Entre os dias 6 e 20 de Novembro de 1991 foi-me dada a
oportunidade rara de visitar o país do sol nascente, juntamente com mais
um colega português (também do grupo de História) e vários colegas de
todos os países da Europa, num total de 75 participantes.
Esta viagem foi patrocinada pela Japan Foundation e teve
como objectivo dar a conhecer aspectos da vida cultural e social do
Japão, assim como o seu sistema educativo. Estas viagens de intercâmbio
são realizadas, ao longo do ano, por grupos de todos os países do mundo
(não só da Europa), desde os diferentes países asiáticos até aos países
da América Latina, aos EUA, ao Canadá e à África.
Foi algo emocionada que subi a bordo do avião da JAL (Japan
Airlines) que nos transportou do aeroporto de Charles de Gaulle até
Narita, o aeroporto de Tóquio. Passado o primeiro momento de emoção, foi
curioso observar aquele enorme aparelho de dois andares apinhado de
passageiros japoneses que, diligente e ordenadamente se iam acomodando o
mais à vontade possível nos seus lugares, descalçando os sapatos que
substituíam por chinelos.
À chegada ao aeroporto de Narita fomos recebidos por
pessoas da Japan Foundation, conforme previsto, entre elas a guia que
haveria de nos acompanhar todos os dias da nossa estadia no Japão, a
simpática Momoko. Logo se notou uma admirável organização e eficiência
que nunca apresentou falhas.
Ao longo do percurso entre o aeroporto e o hotel (cerca
de 75 km) tivemos oportunidade de observar aquela megalópolis
impressionante, aquele labirinto de prédios e viadutos e gente
afadigando-se diligentemente nas ruas e nos milhentos escritórios
iluminados.

Lista de tarefas
**1)** Copie fielmente o trecho do relato da viagem ao Japão que vai desde "À chegada ao" até "nunca apresentou falhas.".
**2)** Resuma o relato da viagem ao Japão em duas frases.
**3)** Enumere todas as regiões e países indicados no relato da viagem ao Japão como origem dos grupos que realizam estas viagens de intercâmbio.
As linhas apresentadas a seguir constituem material à parte, sem relação com o relato.

Entradas registadas
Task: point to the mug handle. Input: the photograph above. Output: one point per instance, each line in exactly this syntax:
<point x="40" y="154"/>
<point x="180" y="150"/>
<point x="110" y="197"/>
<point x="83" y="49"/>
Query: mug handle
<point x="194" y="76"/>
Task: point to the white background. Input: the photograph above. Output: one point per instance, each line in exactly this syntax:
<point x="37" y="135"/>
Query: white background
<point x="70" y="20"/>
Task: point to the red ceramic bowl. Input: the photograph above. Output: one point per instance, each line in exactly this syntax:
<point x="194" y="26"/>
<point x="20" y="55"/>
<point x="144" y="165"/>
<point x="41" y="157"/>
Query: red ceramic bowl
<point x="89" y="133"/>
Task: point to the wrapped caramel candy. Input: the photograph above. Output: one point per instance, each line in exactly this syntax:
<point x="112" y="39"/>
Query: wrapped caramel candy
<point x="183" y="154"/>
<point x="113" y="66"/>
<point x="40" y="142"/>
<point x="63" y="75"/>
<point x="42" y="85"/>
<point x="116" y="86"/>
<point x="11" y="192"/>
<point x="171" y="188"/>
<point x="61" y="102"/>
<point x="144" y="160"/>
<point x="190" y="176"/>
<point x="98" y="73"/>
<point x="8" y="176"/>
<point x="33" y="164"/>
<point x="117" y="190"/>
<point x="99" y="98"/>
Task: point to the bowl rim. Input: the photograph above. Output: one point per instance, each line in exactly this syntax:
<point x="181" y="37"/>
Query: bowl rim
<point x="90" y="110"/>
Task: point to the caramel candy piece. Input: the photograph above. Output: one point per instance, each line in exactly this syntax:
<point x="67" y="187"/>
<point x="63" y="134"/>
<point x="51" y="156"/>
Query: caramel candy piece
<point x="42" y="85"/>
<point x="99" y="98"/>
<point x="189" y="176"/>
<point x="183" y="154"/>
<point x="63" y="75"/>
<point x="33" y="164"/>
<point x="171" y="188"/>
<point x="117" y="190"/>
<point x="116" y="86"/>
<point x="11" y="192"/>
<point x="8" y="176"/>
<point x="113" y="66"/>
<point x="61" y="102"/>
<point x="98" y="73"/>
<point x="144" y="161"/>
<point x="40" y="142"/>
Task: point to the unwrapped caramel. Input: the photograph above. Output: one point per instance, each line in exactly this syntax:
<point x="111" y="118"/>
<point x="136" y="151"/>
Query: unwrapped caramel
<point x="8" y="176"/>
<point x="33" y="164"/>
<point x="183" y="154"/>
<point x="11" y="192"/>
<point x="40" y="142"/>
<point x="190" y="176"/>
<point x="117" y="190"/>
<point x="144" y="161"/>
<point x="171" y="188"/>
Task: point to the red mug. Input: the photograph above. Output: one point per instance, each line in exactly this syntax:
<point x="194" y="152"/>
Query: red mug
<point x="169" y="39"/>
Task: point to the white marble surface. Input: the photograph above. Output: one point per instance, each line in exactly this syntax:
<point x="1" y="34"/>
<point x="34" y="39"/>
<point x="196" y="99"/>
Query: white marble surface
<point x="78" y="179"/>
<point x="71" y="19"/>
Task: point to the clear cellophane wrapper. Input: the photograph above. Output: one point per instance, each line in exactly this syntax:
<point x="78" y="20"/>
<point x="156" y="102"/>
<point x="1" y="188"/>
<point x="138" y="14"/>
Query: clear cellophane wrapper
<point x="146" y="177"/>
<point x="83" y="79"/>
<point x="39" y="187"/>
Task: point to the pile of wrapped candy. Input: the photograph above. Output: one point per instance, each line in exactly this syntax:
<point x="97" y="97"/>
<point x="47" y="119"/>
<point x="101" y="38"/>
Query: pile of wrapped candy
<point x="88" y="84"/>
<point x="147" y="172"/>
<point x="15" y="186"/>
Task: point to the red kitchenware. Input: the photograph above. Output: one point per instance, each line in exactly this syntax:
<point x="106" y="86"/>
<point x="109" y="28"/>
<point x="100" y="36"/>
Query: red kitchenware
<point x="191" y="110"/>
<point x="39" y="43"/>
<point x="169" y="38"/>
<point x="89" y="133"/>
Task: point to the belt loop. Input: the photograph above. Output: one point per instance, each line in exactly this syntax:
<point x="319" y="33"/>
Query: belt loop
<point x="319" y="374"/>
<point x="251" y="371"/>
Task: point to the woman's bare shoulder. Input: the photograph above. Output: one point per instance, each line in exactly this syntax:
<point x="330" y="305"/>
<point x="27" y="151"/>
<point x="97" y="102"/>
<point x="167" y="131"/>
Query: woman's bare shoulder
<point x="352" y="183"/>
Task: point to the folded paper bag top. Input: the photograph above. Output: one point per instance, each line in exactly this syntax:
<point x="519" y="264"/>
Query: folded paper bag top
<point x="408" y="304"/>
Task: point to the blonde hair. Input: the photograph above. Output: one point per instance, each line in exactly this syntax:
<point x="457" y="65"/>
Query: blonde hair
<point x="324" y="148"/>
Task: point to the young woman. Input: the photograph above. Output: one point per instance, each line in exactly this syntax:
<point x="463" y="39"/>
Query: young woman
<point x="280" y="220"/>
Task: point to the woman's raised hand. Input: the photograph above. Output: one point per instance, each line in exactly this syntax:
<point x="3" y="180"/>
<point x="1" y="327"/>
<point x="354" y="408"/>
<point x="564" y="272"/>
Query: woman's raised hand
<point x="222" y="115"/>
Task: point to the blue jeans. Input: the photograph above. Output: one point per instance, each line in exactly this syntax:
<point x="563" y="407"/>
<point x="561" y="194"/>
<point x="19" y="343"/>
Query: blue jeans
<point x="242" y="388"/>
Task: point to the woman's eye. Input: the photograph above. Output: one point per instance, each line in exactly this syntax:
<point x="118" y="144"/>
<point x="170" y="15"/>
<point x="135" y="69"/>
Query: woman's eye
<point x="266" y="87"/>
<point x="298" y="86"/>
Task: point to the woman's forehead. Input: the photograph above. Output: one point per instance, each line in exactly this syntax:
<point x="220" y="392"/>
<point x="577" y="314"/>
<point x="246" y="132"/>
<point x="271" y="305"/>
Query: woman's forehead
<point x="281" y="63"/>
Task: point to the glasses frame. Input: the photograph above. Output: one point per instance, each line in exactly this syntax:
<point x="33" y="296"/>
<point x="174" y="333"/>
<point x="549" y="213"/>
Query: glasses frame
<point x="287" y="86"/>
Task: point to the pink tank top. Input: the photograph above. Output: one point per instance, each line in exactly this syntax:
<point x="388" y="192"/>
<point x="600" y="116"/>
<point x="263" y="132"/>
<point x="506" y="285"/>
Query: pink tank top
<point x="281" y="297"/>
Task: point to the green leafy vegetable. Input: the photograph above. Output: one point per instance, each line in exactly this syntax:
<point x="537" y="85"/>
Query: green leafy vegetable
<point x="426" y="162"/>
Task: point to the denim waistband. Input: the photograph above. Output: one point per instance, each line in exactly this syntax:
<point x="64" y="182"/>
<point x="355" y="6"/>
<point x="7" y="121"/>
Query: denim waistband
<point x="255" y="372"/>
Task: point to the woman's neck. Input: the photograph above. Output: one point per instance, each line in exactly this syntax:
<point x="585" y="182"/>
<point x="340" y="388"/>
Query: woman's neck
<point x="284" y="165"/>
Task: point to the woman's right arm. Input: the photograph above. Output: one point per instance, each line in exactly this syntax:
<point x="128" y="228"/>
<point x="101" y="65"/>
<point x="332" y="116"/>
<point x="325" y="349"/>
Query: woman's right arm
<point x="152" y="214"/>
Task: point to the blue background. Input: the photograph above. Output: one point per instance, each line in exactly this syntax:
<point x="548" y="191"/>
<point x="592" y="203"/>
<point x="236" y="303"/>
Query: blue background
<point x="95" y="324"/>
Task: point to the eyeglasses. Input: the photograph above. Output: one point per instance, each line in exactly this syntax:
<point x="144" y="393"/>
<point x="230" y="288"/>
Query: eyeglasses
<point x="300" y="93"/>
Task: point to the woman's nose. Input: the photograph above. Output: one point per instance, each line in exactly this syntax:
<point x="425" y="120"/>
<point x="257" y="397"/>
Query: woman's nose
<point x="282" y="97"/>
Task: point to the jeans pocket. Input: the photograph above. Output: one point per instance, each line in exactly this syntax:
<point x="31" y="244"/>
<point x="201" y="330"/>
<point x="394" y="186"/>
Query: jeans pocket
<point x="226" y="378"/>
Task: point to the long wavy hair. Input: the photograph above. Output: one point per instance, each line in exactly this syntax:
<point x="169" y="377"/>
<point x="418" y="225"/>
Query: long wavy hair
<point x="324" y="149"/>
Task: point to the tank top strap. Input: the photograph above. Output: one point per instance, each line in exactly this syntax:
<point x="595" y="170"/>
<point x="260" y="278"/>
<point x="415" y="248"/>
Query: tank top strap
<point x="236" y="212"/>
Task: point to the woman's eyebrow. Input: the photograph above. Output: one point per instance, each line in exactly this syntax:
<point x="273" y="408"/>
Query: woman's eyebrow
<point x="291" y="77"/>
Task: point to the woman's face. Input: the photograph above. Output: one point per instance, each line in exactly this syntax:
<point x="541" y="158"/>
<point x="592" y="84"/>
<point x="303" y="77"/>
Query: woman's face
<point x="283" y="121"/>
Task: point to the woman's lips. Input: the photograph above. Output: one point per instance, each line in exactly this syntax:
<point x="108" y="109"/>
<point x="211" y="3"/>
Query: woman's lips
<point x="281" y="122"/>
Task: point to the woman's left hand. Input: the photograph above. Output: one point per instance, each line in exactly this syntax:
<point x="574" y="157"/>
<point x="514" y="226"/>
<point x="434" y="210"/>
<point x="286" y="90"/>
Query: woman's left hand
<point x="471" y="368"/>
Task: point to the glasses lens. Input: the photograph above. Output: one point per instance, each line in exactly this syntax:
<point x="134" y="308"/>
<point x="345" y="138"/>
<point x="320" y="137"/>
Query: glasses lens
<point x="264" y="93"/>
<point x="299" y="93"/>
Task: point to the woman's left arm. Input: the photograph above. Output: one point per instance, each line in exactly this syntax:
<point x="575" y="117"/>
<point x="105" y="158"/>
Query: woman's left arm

Exercícios resolvidos
**1)**
À chegada ao aeroporto de Narita fomos recebidos por
pessoas da Japan Foundation, conforme previsto, entre elas a guia que
haveria de nos acompanhar todos os dias da nossa estadia no Japão, a
simpática Momoko. Logo se notou uma admirável organização e eficiência
que nunca apresentou falhas.

**2)** Entre 6 e 20 de novembro de 1991, quem escreve visitou o Japão numa viagem patrocinada pela Japan Foundation, com 75 participantes de toda a Europa, destinada a dar a conhecer a vida cultural e social e o sistema educativo japoneses. À chegada ao aeroporto de Narita, o grupo foi recebido por pessoas da Japan Foundation, entre elas a guia Momoko, e, no percurso até ao hotel, observou uma megalópole impressionante de prédios, viadutos e gente atarefada.

**3)** Europa, países asiáticos, América Latina, EUA, Canadá, África